Problem to solve: Restate each entry below word for word, without skipping any.

___ Source information

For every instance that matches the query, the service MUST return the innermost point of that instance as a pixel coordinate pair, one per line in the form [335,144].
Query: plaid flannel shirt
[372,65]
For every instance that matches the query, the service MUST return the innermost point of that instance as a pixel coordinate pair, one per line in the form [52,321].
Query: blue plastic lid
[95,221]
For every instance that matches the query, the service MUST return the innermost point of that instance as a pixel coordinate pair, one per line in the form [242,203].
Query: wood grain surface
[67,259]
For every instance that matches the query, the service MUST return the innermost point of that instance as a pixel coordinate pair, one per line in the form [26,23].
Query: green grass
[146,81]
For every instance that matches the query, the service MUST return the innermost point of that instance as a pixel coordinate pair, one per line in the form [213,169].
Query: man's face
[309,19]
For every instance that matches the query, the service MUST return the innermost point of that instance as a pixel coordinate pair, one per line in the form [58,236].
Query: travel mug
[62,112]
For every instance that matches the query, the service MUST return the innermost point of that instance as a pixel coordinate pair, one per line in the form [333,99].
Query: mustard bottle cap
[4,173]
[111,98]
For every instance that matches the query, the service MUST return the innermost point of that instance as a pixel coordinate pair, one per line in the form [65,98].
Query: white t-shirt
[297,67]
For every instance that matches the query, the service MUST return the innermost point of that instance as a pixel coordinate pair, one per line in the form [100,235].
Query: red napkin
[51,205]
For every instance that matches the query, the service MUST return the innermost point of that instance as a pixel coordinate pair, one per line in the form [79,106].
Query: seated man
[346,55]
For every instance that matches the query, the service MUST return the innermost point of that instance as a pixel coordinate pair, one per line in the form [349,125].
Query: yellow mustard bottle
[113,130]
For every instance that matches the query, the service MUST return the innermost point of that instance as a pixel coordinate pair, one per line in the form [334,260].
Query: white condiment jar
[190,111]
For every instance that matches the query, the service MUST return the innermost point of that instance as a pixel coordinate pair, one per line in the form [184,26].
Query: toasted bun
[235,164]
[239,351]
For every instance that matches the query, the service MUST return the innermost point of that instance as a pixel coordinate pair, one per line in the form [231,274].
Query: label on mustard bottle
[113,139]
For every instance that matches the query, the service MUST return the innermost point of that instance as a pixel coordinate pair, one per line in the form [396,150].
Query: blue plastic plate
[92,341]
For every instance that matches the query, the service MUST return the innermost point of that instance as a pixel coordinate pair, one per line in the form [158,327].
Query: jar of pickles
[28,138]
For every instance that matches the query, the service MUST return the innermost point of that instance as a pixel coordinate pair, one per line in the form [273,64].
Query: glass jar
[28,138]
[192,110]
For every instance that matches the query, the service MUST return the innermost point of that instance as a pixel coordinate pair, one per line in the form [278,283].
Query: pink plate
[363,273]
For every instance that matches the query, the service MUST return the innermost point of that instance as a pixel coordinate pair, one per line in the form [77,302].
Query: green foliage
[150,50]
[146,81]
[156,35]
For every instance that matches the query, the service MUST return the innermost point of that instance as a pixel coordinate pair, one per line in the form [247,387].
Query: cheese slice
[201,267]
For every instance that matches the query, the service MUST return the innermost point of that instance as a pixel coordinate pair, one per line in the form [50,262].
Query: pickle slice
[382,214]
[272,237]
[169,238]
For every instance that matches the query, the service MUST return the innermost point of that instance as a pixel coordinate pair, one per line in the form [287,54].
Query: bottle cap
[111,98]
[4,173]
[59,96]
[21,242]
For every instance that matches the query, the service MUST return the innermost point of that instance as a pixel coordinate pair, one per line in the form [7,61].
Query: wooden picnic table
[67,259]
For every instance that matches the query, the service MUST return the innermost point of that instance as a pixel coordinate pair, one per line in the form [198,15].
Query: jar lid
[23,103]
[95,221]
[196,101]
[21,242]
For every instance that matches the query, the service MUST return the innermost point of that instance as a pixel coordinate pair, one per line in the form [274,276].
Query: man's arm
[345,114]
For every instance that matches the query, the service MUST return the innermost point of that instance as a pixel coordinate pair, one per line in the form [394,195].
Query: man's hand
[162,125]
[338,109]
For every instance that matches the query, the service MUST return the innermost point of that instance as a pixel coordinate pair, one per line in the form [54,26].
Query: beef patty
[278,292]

______

Reply:
For every instance that matches the query, the service MUST return the innermost point of that instance as a pixel coordinate pair, one per line in the form [335,144].
Query: plaid flannel shirt
[372,65]
For every instance that matches the query, the service MUST return the innermost point of that instance as a pixel coordinate pair, one per line in the form [52,321].
Query: blue plastic lid
[95,221]
For every instance that matches the query, the service MUST return the innermost point of that instance as a pixel coordinate pair, one per line in the form [242,203].
Query: wood grain surface
[67,259]
For every instance that matches the query, the service MUST return the innermost point of that instance as a pixel coordinate pair, one per line in the form [26,23].
Query: green grass
[146,81]
For every instance that matches the query, the service MUST return the innermost point of that instance as a pixel coordinate pair, one per line in the form [213,169].
Query: man's face
[309,19]
For every instance that matches the query, the service MUST return the innermost point of that instance as a pixel coordinate pair, one per line in the form [58,236].
Query: travel mug
[62,112]
For every instance that matches the query, the service MUST return the innermost point of that instance as a pixel coordinate pair, one per line in the form [333,99].
Query: mustard bottle cap
[4,173]
[111,98]
For every instance that matches the query, the service MUST return the innermost point of that instance as a pixel coordinate pair, one per line in the form [65,98].
Query: white t-shirt
[297,67]
For every instance that matches the query, the service MUST return the innermost point of that instance as a pixel coordinate pair, one per line in the form [100,235].
Query: red napkin
[51,205]
For every instance that matches the query, the service MUST return the innermost point of that instance as a pixel coordinate pair, one per line in the form [79,106].
Query: seated man
[346,55]
For every instance that matches the query, the service MUST return the innermost point of that instance as a pixel coordinate pair, one per line in the form [349,125].
Query: yellow mustard bottle
[113,130]
For every instance that matches the query, the service MUST return the innermost point of that instance as a pixel coordinate pair, one per line in the form [334,260].
Query: white condiment jar
[190,111]
For every instance that matches the query, the service MUST return the innermost point of that instance as a pixel coordinate pair, one per line in the form [184,26].
Query: toasted bun
[235,164]
[239,351]
For every instance that matches the query, the service MUST return the innermost point of that instance as a pixel coordinate pair, one per line in the form [231,274].
Query: label on mustard bottle
[113,139]
For every instance that matches the query, the service MUST return the innermost point of that instance as a pixel coordinate pair, one per line in the form [396,150].
Query: blue plastic plate
[92,341]
For every instance that matches the query, the service MUST return the innermost point of that instance as a pixel coordinate pair, one per line in the form [158,327].
Query: jar of pickles
[28,138]
For every instance that matches the query, the service MUST return the innermost point of that instance as a pixel coordinate pair, one per line in the form [273,64].
Query: glass jar
[28,138]
[192,110]
For every instance that matches the query, the service MUST return the innermost point of that instance as a pixel coordinate pair, one per line in the form [278,283].
Query: pink plate
[363,273]
For every instance that matches the query, the service MUST return the innermost point of that instance as a pixel coordinate pair, one per line in the form [77,302].
Query: green foliage
[150,50]
[146,81]
[156,35]
For every instance that matches the query, the service MUST return the innermost point of that instance as a pixel coordinate pair, one per line in the form [247,387].
Query: cheese slice
[201,267]
For every instance that matches the query, the service MUST return the innermost point of that instance as a pixel coordinate pair, one per line in the form [50,262].
Query: pickle slice
[382,214]
[272,237]
[169,238]
For every instance that matches the query, the service MUST return the innermost point of that instance as a pixel coordinate pair, one per line in the form [287,54].
Query: bottle cap
[111,98]
[4,173]
[59,96]
[21,242]
For every instance that matches the query, the service MUST return the innermost point of that instance as a pixel coordinate pair, one per line in the form [7,61].
Query: wooden picnic table
[67,259]
For every instance that matches the query, the service MUST return the innermost point of that instance as a pixel coordinate pair, one per line in the form [198,15].
Query: jar lid
[23,103]
[95,221]
[196,101]
[21,242]
For every instance that matches the query, the service MUST return the innermost point of that instance as a pixel coordinate pair, one per line in the form [274,276].
Query: man's arm
[345,114]
For every instance that matches the query, the service MUST return the innermost point of that instance as a pixel coordinate pair, one per line in the form [394,195].
Query: man's hand
[162,125]
[338,109]
For every instance that matches the query, the service MUST return the innermost point of that instance as a pixel coordinate pair, one per line in the form [54,26].
Query: beef patty
[278,292]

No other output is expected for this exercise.